# [EXTRACT TO READ]
---*---
# Simple regression problem

In this notebook we train a small neural network on a dataset in the form of a noisy parabola.

In [None]:
import numpy as np
import matplotlib
import matplotlib.pyplot as plt
import torch
import torch.nn.functional as F
from torch.nn import Linear, Module, ReLU, Sequential
from torch.utils.data import DataLoader, Dataset

In [None]:
class ParabolaDataset(Dataset):
    '''The training data is generated from the parabola
              y = x ** 2 
    Random noise in the range `[-0.01, 0.01]` is added
    to the function value `y`.
    '''

    def __init__(self, nsamples):
        self.nsamples = nsamples

        # A dedicated random number generator for the dataset
        self.rnd_gen_data = torch.Generator().manual_seed(1)
    
    def __getitem__(self, idx):
        x = torch.FloatTensor(1,).uniform_(-0.5, 0.5, generator=self.rnd_gen_data)
        y = x ** 2
        noise = torch.FloatTensor(1,).uniform_(-0.01, 0.01, generator=self.rnd_gen_data)
        return (x, y + noise)

    def __len__(self):
        return self.nsamples

In [None]:
train_set = ParabolaDataset(
    nsamples = 128
)

train_loader = DataLoader(
    train_set,
    batch_size=128,
    shuffle=False,
    drop_last=True
)

In [None]:
x_plot = []
y_plot = []
for x, y in train_loader:
    x_plot.append(x)
    y_plot.append(y)

x_plot = torch.cat(x_plot)
y_plot = torch.cat(y_plot)

plt.plot(x_plot, y_plot, '.')
plt.xlabel('x')
plt.ylabel('y')
plt.grid()
plt.show()

## Defining the model, a loss function and an optimizer

In [None]:
class ReLUNet(Module):
    def __init__(self):
        super().__init__()
        hidden_size = 200
        self.net = Sequential(
            Linear(1, hidden_size),
            ReLU(),
            Linear(hidden_size, 1)
        )

    def forward(self, x):
        return self.net(x)

In [None]:
# Select a model: 
# Create a linear model with 1 input and 1 output (y = wx + b),
# and move it to the selected device
model = ReLUNet()
model = model.to(0)

# Select a loss function
loss_fn = torch.nn.MSELoss()

# Select an optimizer
optimizer = torch.optim.Adam(model.parameters(), lr=0.01)

## Training

In [None]:
def log(loss):
    """Utility function for plotting"""

    return loss.cpu().detach().numpy()
---*---
How many units does the hidden layer of the ReLUNet model in the regression notebook above have?

# [DATASET CONTENT]
---*---
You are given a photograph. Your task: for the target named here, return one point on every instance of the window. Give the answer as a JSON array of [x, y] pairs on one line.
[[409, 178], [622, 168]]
---*---
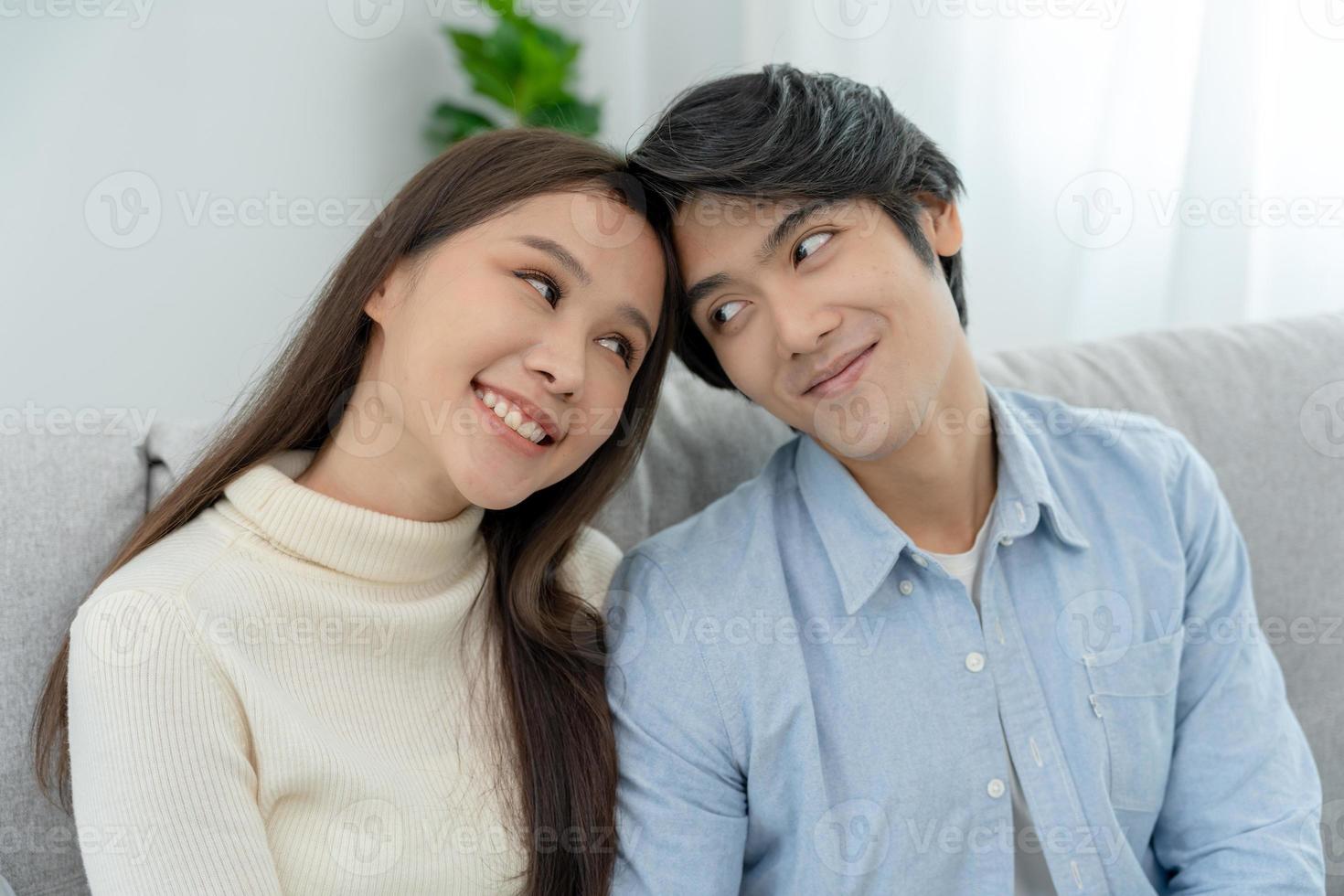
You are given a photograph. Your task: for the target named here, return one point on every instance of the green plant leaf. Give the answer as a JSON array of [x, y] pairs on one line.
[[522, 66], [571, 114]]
---*---
# [OUTPUT FOR THIS EXERCISE]
The hidden layer has 200 units.